··· Dataset extract ···

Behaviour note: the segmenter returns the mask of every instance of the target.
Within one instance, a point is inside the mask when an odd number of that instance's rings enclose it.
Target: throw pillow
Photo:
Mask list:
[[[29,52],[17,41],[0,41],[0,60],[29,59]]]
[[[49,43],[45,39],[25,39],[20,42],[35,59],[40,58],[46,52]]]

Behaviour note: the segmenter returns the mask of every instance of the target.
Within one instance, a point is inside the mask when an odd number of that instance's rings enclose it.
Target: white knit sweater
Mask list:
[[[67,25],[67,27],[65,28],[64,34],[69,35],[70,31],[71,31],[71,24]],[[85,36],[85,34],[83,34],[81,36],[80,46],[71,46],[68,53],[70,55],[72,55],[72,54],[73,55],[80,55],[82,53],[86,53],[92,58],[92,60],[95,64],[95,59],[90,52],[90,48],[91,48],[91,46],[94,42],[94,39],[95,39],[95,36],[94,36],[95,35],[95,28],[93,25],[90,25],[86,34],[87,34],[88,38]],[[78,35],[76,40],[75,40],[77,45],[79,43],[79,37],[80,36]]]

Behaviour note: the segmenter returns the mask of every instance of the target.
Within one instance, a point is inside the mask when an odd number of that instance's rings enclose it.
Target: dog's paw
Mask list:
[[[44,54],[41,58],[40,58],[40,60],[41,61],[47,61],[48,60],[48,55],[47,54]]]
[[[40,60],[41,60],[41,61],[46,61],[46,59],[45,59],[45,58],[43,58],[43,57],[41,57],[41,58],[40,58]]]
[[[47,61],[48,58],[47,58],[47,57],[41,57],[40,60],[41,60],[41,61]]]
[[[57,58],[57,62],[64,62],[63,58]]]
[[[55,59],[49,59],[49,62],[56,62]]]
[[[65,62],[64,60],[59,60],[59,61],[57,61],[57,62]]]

···
··· Dataset extract ···

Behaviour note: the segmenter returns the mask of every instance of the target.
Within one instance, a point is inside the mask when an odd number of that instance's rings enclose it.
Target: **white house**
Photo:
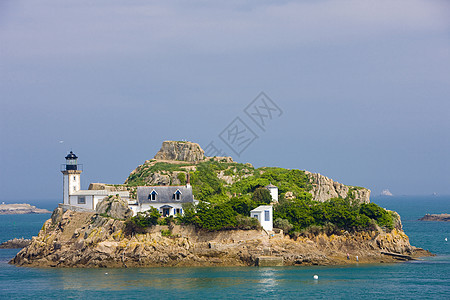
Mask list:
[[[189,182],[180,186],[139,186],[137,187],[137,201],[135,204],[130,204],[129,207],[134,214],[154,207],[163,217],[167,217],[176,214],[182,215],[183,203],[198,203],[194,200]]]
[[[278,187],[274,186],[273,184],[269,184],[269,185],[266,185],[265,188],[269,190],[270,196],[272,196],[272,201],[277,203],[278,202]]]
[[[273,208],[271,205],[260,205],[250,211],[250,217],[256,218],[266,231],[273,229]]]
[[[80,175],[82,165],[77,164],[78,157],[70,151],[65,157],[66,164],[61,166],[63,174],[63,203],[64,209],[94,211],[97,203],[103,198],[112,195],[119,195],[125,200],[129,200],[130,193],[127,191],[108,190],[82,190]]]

···
··· Dataset extract ···

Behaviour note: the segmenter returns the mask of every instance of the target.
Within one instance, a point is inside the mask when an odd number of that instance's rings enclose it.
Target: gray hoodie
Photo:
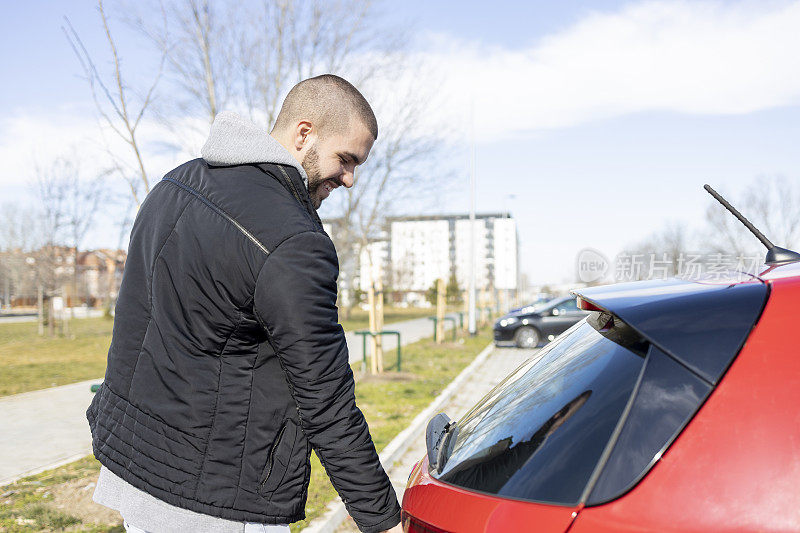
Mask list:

···

▶ **What is needed**: Among the records, find all lines that include the string "white" and return them.

▶ **Output for this task**:
Target: white knit sweater
Target: **white house**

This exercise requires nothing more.